[Opening SOURCE MATERIAL section]
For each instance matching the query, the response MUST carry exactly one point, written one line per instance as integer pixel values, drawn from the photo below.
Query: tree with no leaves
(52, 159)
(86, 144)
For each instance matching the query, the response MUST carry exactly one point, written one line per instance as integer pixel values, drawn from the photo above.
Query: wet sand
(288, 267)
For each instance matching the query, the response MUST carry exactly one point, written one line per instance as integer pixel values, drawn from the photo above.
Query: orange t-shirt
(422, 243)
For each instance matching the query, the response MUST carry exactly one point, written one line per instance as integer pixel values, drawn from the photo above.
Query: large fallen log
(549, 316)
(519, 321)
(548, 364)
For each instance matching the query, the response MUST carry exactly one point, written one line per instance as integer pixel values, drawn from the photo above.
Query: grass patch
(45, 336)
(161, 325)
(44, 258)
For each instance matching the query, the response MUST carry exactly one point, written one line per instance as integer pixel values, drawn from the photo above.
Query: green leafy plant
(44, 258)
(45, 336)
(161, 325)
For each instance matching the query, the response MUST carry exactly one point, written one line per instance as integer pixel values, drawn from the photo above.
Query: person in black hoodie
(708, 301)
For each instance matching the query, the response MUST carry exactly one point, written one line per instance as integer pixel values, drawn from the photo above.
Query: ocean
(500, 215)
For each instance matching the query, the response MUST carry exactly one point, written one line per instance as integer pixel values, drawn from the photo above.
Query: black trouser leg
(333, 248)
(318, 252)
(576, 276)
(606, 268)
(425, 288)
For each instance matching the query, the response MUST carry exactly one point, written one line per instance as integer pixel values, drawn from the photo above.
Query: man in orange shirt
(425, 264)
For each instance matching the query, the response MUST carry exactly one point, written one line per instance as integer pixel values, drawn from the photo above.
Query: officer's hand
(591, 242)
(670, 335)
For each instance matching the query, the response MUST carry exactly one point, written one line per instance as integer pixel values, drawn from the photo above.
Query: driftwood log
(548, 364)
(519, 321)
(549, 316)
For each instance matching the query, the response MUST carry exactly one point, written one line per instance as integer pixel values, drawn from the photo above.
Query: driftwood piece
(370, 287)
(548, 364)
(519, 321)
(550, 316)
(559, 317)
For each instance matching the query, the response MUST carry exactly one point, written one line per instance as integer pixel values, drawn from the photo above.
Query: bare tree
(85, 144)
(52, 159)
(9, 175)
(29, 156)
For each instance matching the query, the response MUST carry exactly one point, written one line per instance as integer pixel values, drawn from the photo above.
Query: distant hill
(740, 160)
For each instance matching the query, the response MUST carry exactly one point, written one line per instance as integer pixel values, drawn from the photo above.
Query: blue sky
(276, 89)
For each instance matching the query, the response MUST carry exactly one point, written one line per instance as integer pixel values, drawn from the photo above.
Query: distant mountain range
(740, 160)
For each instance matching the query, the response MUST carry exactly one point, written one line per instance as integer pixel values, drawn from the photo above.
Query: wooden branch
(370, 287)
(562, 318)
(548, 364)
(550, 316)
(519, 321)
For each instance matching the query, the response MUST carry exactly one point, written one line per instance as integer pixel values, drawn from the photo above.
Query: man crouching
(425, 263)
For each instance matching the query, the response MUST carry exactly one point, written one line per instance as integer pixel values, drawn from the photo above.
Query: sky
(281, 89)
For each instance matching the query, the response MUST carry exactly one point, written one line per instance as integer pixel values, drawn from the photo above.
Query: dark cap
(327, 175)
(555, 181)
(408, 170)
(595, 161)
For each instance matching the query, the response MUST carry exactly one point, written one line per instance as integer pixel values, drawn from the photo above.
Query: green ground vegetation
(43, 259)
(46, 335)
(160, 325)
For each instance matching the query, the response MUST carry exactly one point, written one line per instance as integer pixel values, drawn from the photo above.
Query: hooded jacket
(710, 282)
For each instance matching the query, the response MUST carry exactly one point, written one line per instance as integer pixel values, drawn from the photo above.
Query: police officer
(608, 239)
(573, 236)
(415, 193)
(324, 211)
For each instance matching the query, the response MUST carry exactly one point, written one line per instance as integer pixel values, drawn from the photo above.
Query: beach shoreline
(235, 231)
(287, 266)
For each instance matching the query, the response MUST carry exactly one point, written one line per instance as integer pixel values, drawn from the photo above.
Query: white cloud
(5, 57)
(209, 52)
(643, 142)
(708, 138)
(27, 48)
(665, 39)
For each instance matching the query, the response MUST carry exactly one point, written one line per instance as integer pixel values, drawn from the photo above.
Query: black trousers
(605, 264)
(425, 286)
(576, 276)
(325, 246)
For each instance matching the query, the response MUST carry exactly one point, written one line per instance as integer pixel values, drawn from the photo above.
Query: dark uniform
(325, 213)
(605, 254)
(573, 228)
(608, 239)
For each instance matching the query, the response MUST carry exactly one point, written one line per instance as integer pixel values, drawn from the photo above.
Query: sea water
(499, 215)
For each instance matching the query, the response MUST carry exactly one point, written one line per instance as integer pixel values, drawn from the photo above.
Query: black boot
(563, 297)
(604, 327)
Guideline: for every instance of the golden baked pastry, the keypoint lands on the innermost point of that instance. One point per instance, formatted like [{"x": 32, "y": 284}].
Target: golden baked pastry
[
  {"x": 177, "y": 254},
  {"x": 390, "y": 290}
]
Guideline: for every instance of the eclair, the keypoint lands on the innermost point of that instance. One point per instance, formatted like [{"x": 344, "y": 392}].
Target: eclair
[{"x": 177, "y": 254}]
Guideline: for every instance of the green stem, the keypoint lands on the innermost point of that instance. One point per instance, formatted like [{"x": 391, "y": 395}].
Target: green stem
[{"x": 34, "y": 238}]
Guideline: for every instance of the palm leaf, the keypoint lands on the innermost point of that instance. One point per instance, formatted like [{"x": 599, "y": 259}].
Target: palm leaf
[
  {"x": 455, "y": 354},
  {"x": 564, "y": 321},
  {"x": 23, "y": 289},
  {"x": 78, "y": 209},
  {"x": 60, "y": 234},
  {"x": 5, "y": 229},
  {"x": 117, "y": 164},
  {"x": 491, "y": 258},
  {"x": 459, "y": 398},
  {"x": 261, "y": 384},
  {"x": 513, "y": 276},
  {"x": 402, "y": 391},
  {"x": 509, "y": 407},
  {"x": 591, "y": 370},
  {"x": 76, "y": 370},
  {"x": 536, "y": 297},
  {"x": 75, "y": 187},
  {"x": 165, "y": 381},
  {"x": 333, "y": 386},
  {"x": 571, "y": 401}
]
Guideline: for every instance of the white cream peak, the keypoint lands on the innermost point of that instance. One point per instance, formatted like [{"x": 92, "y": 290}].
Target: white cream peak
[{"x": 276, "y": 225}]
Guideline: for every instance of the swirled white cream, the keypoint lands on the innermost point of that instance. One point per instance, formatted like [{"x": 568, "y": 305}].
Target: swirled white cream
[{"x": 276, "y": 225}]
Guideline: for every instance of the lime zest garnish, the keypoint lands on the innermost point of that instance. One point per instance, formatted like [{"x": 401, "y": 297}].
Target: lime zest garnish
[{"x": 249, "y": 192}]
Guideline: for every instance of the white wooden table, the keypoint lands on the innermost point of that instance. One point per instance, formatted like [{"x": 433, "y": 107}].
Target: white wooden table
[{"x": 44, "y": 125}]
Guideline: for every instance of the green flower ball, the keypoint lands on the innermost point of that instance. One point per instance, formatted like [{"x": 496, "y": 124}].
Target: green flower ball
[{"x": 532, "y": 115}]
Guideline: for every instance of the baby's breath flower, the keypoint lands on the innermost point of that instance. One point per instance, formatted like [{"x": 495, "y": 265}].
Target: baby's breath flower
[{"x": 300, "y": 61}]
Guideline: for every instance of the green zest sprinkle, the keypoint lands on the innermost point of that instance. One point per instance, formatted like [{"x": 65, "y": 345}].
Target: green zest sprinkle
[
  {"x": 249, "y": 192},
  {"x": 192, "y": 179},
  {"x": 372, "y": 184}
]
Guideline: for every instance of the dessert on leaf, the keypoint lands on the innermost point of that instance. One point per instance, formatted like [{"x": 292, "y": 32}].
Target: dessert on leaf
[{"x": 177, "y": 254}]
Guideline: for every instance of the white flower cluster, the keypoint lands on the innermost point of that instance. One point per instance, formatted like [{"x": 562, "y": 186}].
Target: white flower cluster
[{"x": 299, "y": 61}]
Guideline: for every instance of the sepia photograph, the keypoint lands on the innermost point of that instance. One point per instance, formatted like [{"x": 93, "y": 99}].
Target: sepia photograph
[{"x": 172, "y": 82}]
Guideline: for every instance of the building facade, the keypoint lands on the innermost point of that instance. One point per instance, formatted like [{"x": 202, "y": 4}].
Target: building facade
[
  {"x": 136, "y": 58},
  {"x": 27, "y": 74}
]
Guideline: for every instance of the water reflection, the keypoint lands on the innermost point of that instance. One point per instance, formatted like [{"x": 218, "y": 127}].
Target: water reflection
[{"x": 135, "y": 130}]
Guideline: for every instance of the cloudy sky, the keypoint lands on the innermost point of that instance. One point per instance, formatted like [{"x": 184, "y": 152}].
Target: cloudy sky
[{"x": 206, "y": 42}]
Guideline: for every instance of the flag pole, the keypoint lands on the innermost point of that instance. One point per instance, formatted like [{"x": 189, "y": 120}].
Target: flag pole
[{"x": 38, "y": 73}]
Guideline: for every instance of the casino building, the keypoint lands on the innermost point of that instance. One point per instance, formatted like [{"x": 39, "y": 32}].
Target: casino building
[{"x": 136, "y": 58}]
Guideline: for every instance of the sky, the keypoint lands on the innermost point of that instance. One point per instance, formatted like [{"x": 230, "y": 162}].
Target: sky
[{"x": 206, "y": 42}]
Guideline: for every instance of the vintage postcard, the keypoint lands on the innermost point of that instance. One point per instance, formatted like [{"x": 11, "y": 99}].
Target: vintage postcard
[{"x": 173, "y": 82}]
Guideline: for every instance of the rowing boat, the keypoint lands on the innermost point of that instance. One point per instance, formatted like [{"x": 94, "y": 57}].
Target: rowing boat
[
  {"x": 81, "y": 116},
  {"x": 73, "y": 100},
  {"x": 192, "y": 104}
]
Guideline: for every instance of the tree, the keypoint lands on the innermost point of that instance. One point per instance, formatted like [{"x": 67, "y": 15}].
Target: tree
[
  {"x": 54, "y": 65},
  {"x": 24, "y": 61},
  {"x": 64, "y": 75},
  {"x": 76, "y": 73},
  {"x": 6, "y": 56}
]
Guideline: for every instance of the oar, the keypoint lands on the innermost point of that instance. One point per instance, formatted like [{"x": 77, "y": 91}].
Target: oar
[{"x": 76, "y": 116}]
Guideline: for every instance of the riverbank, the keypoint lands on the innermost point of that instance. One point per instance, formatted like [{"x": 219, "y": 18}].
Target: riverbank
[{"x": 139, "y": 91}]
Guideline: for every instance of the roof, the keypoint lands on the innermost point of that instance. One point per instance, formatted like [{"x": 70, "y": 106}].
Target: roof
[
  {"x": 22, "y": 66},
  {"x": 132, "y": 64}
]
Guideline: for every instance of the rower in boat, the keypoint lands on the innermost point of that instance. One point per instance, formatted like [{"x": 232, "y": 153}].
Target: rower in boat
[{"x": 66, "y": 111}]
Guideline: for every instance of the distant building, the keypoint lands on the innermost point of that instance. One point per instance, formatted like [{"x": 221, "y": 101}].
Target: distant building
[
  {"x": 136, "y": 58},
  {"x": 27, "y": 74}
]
[Closing SOURCE MATERIAL section]
**TASK TO CARRY OUT:** Above are the entries. Output exactly the lines beginning with the line that has "Target: golden baked pastry" and ending with the line that has "Guideline: for every instance of the eclair, the".

**EXERCISE ANSWER:**
Target: golden baked pastry
[
  {"x": 177, "y": 254},
  {"x": 390, "y": 290}
]
Guideline: for every instance of the eclair, the keypoint lands on the innermost point of that instance. One point per instance, formatted like [{"x": 344, "y": 392}].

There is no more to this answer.